## MATERIAL FOR THIS TASK:
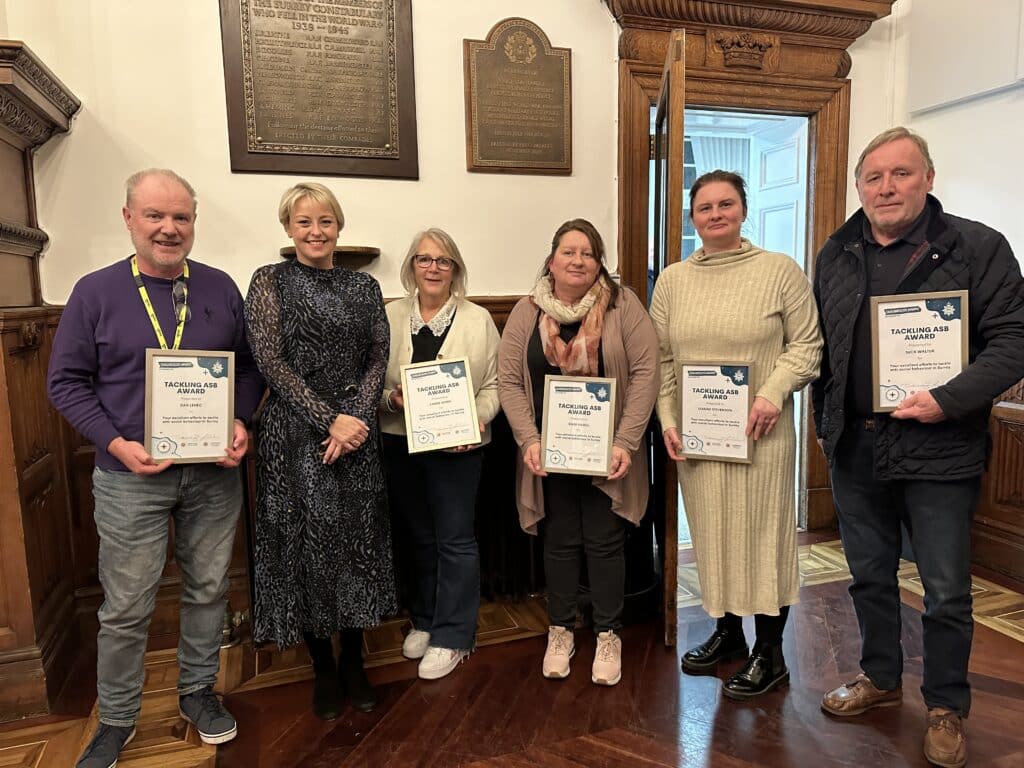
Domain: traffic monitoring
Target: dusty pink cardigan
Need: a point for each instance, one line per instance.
(629, 347)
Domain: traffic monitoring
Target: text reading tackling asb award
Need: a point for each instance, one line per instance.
(189, 404)
(919, 341)
(715, 403)
(440, 404)
(579, 424)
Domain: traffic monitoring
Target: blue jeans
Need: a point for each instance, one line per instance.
(937, 515)
(132, 515)
(433, 504)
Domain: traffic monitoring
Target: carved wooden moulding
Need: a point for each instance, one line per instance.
(833, 18)
(34, 103)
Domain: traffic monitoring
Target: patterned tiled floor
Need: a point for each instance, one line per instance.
(994, 606)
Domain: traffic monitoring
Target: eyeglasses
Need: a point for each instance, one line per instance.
(179, 294)
(423, 261)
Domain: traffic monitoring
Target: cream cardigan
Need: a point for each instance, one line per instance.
(473, 335)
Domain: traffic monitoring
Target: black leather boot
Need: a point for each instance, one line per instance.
(327, 705)
(765, 670)
(351, 674)
(723, 645)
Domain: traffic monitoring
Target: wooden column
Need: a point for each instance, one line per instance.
(37, 607)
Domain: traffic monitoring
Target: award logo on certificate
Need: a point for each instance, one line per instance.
(579, 424)
(440, 404)
(919, 341)
(189, 404)
(715, 403)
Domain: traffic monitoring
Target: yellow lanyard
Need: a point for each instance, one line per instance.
(153, 315)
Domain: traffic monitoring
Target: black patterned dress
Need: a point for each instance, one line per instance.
(323, 540)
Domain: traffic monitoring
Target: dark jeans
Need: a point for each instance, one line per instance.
(937, 515)
(579, 521)
(433, 500)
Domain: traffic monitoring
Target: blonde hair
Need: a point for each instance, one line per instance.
(460, 278)
(136, 178)
(894, 134)
(316, 193)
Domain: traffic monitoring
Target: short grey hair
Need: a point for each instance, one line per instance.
(460, 278)
(136, 178)
(894, 134)
(316, 193)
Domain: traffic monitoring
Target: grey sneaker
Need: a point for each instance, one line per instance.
(105, 745)
(204, 710)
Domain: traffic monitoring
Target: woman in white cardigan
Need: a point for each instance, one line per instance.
(433, 495)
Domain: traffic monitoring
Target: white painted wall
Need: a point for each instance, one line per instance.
(976, 144)
(150, 74)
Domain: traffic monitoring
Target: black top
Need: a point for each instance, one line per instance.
(426, 345)
(539, 366)
(887, 265)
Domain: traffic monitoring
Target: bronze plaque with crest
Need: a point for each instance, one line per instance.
(518, 101)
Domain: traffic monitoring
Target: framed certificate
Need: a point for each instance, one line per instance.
(189, 404)
(919, 341)
(440, 404)
(579, 425)
(715, 400)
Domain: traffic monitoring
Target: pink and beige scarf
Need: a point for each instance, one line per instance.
(579, 355)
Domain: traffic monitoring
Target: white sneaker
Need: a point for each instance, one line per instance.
(415, 644)
(607, 669)
(561, 646)
(437, 663)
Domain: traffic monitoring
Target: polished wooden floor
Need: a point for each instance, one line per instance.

## WHAT IS EXPECTED:
Retype the whole listing, keeping every line identical and omitting all pictures.

## OUTPUT OF THE EXERCISE:
Domain: traffic monitoring
Target: dusty pink cardigan
Need: a point for each instance, one line per instance.
(629, 347)
Domain: traffic monitoring
Target: text reading tackling asb award
Need: a point for each instance, one line per instance.
(189, 404)
(919, 341)
(715, 403)
(440, 404)
(579, 424)
Domain: traffic monitoring
Target: blue jeans
Need: a point for each instance, one line per instance.
(937, 515)
(132, 515)
(433, 504)
Domain: traffic monitoring
Target: carved wooden moulding
Need: a point for each instance, one line per instance.
(833, 18)
(34, 103)
Domain: traffic monitoring
Target: patterned tiled floor
Need: a point for each instance, one line per instance.
(994, 606)
Domain: traffic monitoring
Target: eyeglasses
Need: a point for each instance, one line per instance.
(179, 294)
(423, 261)
Domain: traffic monitoring
Target: cream cardigan
Need: a point for each instance, one line per instance.
(473, 335)
Domain: traffic monitoring
Target: black leather boot
Need: a point for each instance, one line per instance.
(327, 705)
(765, 670)
(351, 674)
(723, 645)
Domain: traffic monitoring
Target: wooden column
Need: a point for each instance, one line per instance.
(37, 607)
Domain: traffic monitoring
Target: award logo on certificate
Need: a point for each instance, one line per instance.
(579, 424)
(440, 404)
(919, 341)
(189, 404)
(715, 403)
Domain: traffic monitoring
Target: yellow lanyard
Need: a point for each instance, one line per instance.
(153, 315)
Domain: traffic monitoring
Target: black patterned dress
Need: a point for each instance, one line per instance.
(323, 540)
Domain: traffic monitoring
Target: dark jeans
Need: a point for each instance, one line per instance.
(937, 515)
(579, 521)
(433, 500)
Domain: traffic monitoring
Target: blonde hair
Need: a point for each instance, one line per instance.
(460, 278)
(136, 178)
(894, 134)
(316, 193)
Domain: traffic monitoring
Target: short grey hair
Need: a point for each instance, one line per instance.
(460, 278)
(136, 178)
(894, 134)
(316, 193)
Domain: traffic monitoring
Target: grey sneaker
Need: a point for each instance, one line per instance.
(105, 745)
(204, 710)
Domain: traffic monitoring
Target: woman in white cardigan
Need: a point for each instance, one line per instance.
(433, 495)
Domain: traffic monitoring
Target: white painted wall
Need: a point for each instance, one line per instance.
(976, 144)
(150, 74)
Domain: traffic monitoring
Target: black top
Need: a point for each instance, one line per instance.
(426, 345)
(539, 366)
(887, 265)
Domain: traffic monitoring
Target: bronze plaque with crest
Need: a point for each instance, one line per instance.
(518, 101)
Domain: traffic monitoring
Target: framed certificate
Need: a point for each instance, one line per instance.
(189, 404)
(919, 341)
(440, 404)
(579, 425)
(715, 400)
Domain: traffic monitoring
Target: pink and beige scarf
Need: a point for each instance, one line per instance.
(579, 355)
Domain: traffic monitoring
Target: white sneaker
Need: a point for each instance, one line per instance.
(415, 644)
(607, 669)
(561, 646)
(437, 663)
Domain: traffic monitoring
Target: polished wooden floor
Need: a point for each instance, one line per instance.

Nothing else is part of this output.